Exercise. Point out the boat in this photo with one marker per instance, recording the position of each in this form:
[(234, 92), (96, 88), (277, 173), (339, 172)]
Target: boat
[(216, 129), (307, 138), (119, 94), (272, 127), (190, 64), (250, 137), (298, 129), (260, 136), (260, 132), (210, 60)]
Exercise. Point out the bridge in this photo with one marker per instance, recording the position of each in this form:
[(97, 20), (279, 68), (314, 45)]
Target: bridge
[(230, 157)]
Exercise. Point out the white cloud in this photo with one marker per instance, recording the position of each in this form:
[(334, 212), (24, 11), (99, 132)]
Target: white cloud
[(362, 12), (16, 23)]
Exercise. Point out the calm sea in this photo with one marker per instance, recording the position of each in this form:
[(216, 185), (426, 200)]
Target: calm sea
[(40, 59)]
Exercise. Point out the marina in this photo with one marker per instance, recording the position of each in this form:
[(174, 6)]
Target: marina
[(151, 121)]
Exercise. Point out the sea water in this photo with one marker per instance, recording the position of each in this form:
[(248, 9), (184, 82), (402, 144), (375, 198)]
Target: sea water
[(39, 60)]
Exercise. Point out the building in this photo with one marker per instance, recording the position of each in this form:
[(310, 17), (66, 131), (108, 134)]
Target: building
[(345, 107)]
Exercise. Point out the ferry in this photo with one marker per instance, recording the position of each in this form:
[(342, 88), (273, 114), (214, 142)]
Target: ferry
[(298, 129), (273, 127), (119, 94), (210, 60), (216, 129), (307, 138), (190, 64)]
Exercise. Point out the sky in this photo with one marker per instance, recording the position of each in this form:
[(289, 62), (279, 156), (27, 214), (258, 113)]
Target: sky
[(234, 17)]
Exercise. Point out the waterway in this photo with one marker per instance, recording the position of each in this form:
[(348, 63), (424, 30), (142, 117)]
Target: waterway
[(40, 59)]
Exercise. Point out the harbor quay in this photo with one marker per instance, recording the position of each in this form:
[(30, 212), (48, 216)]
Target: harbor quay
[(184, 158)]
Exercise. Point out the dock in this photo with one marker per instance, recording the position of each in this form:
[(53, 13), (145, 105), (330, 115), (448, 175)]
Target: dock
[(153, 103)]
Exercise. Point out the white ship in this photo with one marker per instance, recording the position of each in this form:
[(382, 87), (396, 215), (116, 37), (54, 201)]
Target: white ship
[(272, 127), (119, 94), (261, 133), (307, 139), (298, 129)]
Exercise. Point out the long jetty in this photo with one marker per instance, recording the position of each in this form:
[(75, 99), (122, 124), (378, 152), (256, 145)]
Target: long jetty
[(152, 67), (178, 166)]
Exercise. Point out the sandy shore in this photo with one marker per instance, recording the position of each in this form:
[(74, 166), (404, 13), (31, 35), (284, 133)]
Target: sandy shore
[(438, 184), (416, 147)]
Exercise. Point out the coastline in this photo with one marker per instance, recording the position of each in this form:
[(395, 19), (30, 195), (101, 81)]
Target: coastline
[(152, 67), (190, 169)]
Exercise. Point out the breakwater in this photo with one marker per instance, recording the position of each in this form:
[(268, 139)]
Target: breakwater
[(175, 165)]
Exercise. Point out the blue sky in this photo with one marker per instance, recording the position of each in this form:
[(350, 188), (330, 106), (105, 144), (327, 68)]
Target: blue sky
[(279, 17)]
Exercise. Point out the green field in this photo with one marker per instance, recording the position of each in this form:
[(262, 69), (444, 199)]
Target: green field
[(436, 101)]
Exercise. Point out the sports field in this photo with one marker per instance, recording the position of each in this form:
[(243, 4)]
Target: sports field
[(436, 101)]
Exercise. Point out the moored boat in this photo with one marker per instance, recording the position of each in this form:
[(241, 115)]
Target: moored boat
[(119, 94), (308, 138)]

====

• [Requirement] Reproduce all of the records above verbatim, without changing any line.

• [Exercise output]
Exercise. Point out the boat in this photo with one marker per instance, recording the position of each in this form:
[(234, 92), (96, 88), (277, 173), (339, 172)]
Target: boat
[(216, 129), (307, 138), (119, 94), (272, 127), (190, 64), (250, 137), (298, 129), (260, 136), (260, 132), (210, 60)]
Exercise. Point out the bridge in this photo with one marker per instance, recording the position of each in this form:
[(97, 20), (279, 68), (314, 45)]
Target: bridge
[(230, 157)]
Exercise. Point out the white cloud in this photo with one marker per instance, recording the position of each in this form:
[(334, 212), (24, 11), (99, 132)]
Target: white cloud
[(362, 12), (16, 23)]
Exercise. Point out the calm sea in this photo with one marker per instance, recording the position of each in this form:
[(216, 185), (426, 200)]
Target: calm sea
[(40, 59)]
Exercise. Point out the marina in this photo with one marker per instance, recording the position of each in this form:
[(174, 6)]
Target: marina
[(151, 121)]
Exercise. Point out the sea water in this photo with one marker per instance, recording the position of each in this form:
[(248, 9), (184, 82), (402, 144), (375, 198)]
Target: sea water
[(39, 60)]
Exercise. Point out the building in this photo with one marker per instance, recording the position of each in this form:
[(310, 17), (66, 131), (108, 134)]
Target: building
[(345, 107)]
Exercise. Point out the ferry in this photo with one marker per instance, recording the position of each in this form:
[(342, 88), (273, 114), (214, 142)]
Target: ferry
[(298, 129), (273, 127), (119, 94), (210, 60), (216, 129), (307, 138), (190, 64)]
Exercise. Point out the sky in this photo with one marker per instance, recording the position of each in this form:
[(289, 62), (279, 156), (27, 214), (258, 113)]
Target: sky
[(234, 17)]
Exercise. Point out the waterway in this photo with one marker per instance, recording the position of each in this form:
[(348, 63), (424, 30), (142, 117)]
Target: waterway
[(40, 59)]
Exercise. Point out the harbor quay in this photo with one marker per instance, recording the position of each in this form:
[(30, 212), (48, 216)]
Target: harbor quay
[(184, 158)]
Exercise. Point out the dock in this photo with one marker per instance, recording the position of each in this form:
[(53, 13), (145, 105), (330, 115), (448, 175)]
Target: dock
[(153, 103)]
Exercise. Point out the white ship in this photo with one marker per instance, recording the position of each in this form:
[(382, 87), (396, 215), (116, 37), (54, 201)]
Target: white ship
[(272, 127), (119, 94), (261, 133), (307, 139), (298, 129)]
Exercise. Point out the long jetty in this photo with one marker per instance, recording the position of each in this form:
[(75, 99), (122, 124), (378, 152), (256, 145)]
Target: long jetty
[(152, 67), (178, 166)]
Exercise. Point out the sandy shore in this photo with one marker per instance, recording the position of each in this form:
[(74, 166), (404, 13), (31, 35), (284, 133)]
Target: sandy shore
[(438, 184), (416, 147)]
Exercise. Point out the coastline in this photo with one marker per instance, recording the position of each in this form:
[(395, 19), (30, 195), (101, 81)]
Target: coastline
[(152, 67), (190, 169)]
Exercise. Point out the breakwater in this photo with one marker per instance, recording the position of each in this form:
[(268, 139)]
Target: breakwater
[(175, 165)]
Exercise. Point out the blue sky in this photo with one marker per instance, recording the position of each in this form:
[(350, 188), (330, 106), (105, 144), (327, 68)]
Target: blue sky
[(279, 17)]
Exercise. Point out the green field in this photo with one marker per instance, recording the position of each in this form:
[(262, 69), (444, 199)]
Target: green field
[(436, 101)]
Exercise. Point out the sports field in this photo with one marker per instance, recording the position of each in this form:
[(243, 4)]
Target: sports field
[(436, 101)]
Exercise. Point out the moored boat in this photo with one marker per instance, recording the position of each in this form:
[(241, 115)]
Target: moored boat
[(119, 94), (308, 138)]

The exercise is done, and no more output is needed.